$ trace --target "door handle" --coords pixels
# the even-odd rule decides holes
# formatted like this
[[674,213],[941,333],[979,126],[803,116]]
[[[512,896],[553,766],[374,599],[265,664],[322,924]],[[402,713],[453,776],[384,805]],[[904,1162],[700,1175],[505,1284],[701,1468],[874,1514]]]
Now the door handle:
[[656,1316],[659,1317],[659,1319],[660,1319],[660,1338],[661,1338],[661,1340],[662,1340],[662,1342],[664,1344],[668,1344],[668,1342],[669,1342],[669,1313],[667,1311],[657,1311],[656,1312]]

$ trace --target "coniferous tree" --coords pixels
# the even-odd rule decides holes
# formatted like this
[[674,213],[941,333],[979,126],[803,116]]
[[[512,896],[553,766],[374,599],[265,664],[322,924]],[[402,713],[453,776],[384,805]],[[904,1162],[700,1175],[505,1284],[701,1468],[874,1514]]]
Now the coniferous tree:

┄┄┄┄┄┄

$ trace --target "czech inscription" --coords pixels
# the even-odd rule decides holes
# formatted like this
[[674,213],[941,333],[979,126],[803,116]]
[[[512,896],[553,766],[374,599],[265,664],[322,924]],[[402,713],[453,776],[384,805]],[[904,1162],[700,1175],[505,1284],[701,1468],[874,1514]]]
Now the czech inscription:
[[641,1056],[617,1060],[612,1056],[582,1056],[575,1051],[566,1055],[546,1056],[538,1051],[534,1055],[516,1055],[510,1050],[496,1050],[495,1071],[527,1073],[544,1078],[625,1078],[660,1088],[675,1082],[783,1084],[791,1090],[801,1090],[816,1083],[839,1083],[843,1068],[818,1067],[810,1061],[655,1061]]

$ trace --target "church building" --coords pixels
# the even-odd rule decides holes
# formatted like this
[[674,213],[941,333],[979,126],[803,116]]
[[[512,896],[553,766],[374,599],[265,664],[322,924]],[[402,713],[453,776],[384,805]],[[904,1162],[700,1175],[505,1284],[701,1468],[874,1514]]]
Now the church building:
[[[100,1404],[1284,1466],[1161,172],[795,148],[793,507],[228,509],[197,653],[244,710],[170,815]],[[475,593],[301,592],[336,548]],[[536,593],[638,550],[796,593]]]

┄┄┄┄┄┄

A complete answer lists every line of the listing above that holds the word "coniferous".

- Solution
$ trace --target "coniferous tree" --coords pixels
Now the coniferous tree:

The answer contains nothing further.